» **WHAT IS EXPECTED**
Nothing but the text should be carried over: reproduce all the data exactly and leave out every image.

Records excerpted from a collection
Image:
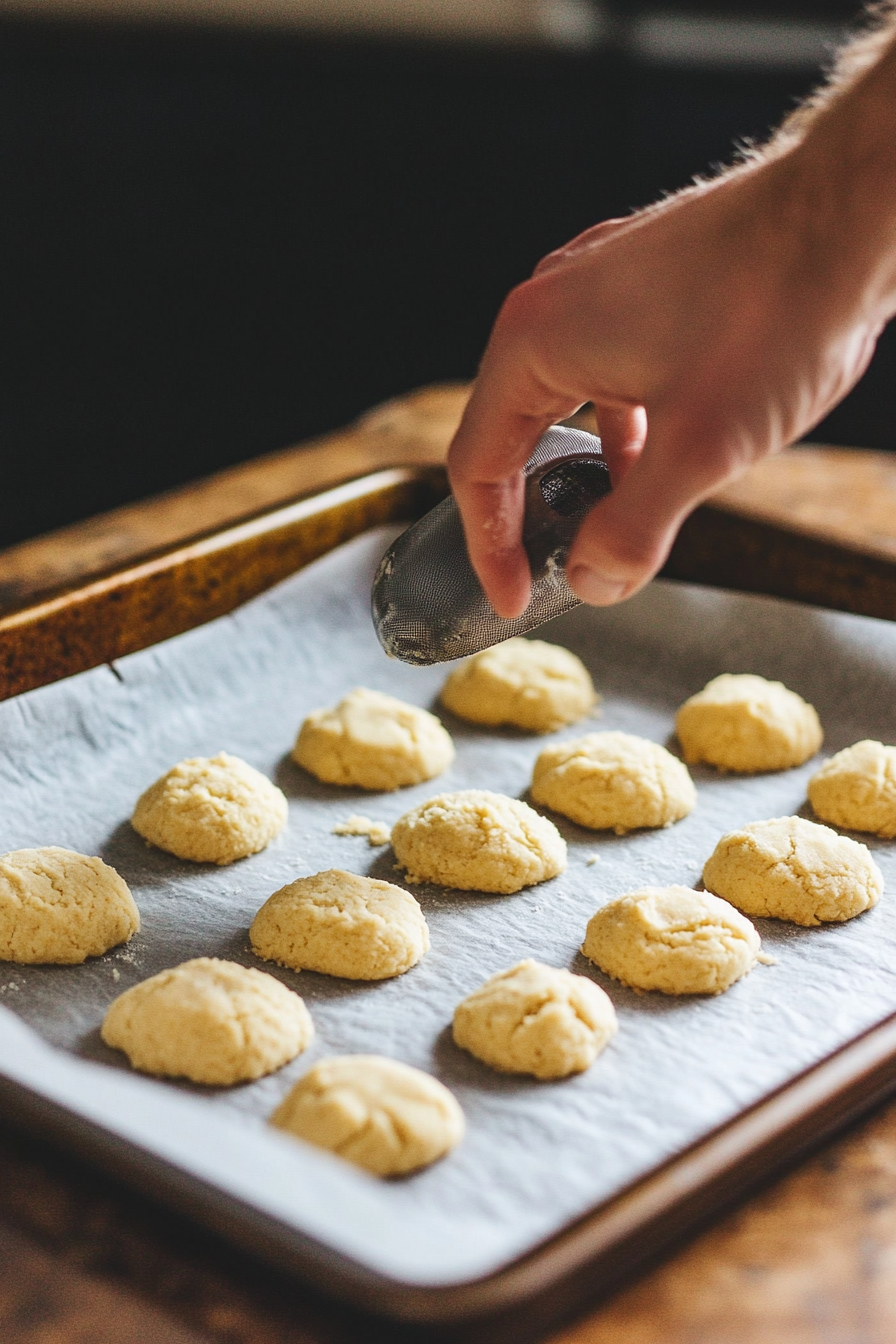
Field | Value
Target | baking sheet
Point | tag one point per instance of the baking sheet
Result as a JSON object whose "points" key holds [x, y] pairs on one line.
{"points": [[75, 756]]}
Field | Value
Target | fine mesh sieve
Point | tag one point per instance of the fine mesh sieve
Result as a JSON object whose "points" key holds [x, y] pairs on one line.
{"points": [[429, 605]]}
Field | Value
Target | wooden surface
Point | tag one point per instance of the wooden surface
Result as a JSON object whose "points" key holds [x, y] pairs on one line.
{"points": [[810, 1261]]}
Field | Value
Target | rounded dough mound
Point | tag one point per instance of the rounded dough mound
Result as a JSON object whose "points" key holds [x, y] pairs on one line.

» **THE COMPLETED TASK**
Image:
Field | Value
Target | baking sheet
Point | tag one point per instance of the baking sheet
Result as a JSON object whose "points" key holds [x, y] pairs on one line.
{"points": [[75, 756]]}
Field | Value
Target | fine mesh sieve
Point | tag one point per instance of the fine mesh sieve
Result as a JSON object whose "points" key holds [x, y] pairs on one line.
{"points": [[429, 605]]}
Field | Value
Target | wooden surface
Point | tag one point per instance of the wooden surface
Result as a JSON object whose "points" key holds [x, y] pairs on one line.
{"points": [[810, 1261]]}
Field | Value
Target | rounded dough mound
Point | tag one point per instance of the rounded dough mound
Result as a JSON object whose "points" key holds [x, y] pairs on one line.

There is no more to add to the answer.